**WHAT THE TASK ASKS**
The pictures are to be left out when the listing below is reproduced word for word.

--------------------------------

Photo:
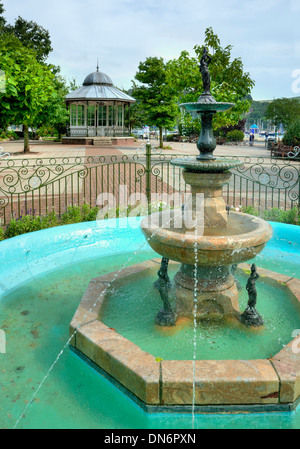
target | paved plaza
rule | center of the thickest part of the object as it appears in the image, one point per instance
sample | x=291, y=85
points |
x=54, y=176
x=43, y=149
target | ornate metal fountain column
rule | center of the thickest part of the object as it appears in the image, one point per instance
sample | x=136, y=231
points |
x=226, y=239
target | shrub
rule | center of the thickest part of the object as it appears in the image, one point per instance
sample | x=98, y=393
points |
x=235, y=136
x=292, y=135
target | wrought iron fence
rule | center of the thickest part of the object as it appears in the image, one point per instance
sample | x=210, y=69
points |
x=36, y=186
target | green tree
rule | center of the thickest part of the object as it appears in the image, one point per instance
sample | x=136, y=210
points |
x=29, y=86
x=283, y=111
x=32, y=36
x=135, y=116
x=229, y=82
x=55, y=113
x=2, y=19
x=155, y=98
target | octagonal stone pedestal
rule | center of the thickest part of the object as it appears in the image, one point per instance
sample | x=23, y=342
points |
x=161, y=385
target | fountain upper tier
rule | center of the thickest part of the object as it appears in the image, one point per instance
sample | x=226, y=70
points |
x=241, y=239
x=206, y=106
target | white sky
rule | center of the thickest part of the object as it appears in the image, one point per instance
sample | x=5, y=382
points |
x=264, y=33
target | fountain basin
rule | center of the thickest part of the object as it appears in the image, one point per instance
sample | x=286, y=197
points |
x=167, y=385
x=75, y=396
x=243, y=238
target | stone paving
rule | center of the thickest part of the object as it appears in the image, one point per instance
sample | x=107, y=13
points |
x=74, y=188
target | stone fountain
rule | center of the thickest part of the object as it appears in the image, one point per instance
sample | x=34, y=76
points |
x=218, y=240
x=207, y=252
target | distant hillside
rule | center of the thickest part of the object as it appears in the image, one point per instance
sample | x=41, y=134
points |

--------------------------------

**TASK RESULT**
Photo:
target | paved plaza
rule | center of the thickest part of the object as it appears in the image, one point per instance
sample | x=291, y=85
points |
x=54, y=176
x=43, y=149
target | ornate metal fountain column
rule | center of the thickest part of the object as it appears in the image, one point per instance
sample | x=136, y=231
points |
x=226, y=239
target | shrub
rule | center of the thickest part of the object as it appears in the image, one point per instance
sample | x=98, y=393
points |
x=235, y=136
x=292, y=135
target | wrought iron fence
rule | center of the thickest part of the object as it appears in the image, one point per instance
sample | x=210, y=69
points |
x=36, y=186
target | green tree
rule | center of the thickest part of the object as it appears in the image, one point per instance
sample | x=136, y=210
points |
x=29, y=86
x=283, y=111
x=32, y=36
x=135, y=116
x=229, y=82
x=55, y=113
x=2, y=19
x=155, y=98
target | octagonal stone pedestal
rule | center of the thickest part of the object as it appears in the image, one point per instance
sample | x=23, y=342
points |
x=161, y=385
target | fountain upper tier
rule | center of the thickest part of the object as it appears in the image, one point per instance
sample | x=226, y=70
points |
x=241, y=239
x=206, y=106
target | white sky
rule | center of the thickest part of the object as it appears in the image, one point per instance
sample | x=5, y=382
points |
x=264, y=33
target | fountain basin
rule | center of the thickest part of the object as it appears in the image, one point per instance
sample | x=286, y=197
points |
x=167, y=385
x=75, y=396
x=243, y=238
target | stone paving
rule | center of the thickest part of the object as it appears in the image, one point per instance
sample | x=107, y=13
points |
x=74, y=188
target | stone fountain
rule | center of the thickest part of the object as it appears in the image, one point per instance
sample | x=34, y=76
points |
x=218, y=240
x=207, y=252
target | distant hillside
rule | center of the thickest part of the object as it appears in the image, one point per instance
sample | x=41, y=134
points |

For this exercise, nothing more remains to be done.